RECORDS SUPPLIED:
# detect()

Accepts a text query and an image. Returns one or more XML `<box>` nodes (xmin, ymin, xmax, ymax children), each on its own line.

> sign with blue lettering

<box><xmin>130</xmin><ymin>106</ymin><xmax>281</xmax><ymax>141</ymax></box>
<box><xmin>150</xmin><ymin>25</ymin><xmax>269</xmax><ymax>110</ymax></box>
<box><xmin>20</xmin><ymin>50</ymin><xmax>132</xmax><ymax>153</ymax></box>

PROBLEM:
Rewrite all the lines above, requests included, shifting every box coordinate in the answers up by 137.

ANSWER TO THE EXERCISE:
# detect()

Accepts a text query and an image. Returns one or more XML `<box>` nodes (xmin, ymin, xmax, ymax children), each on its own line.

> sign with blue lettering

<box><xmin>267</xmin><ymin>243</ymin><xmax>418</xmax><ymax>278</ymax></box>
<box><xmin>287</xmin><ymin>162</ymin><xmax>406</xmax><ymax>247</ymax></box>
<box><xmin>157</xmin><ymin>187</ymin><xmax>269</xmax><ymax>290</ymax></box>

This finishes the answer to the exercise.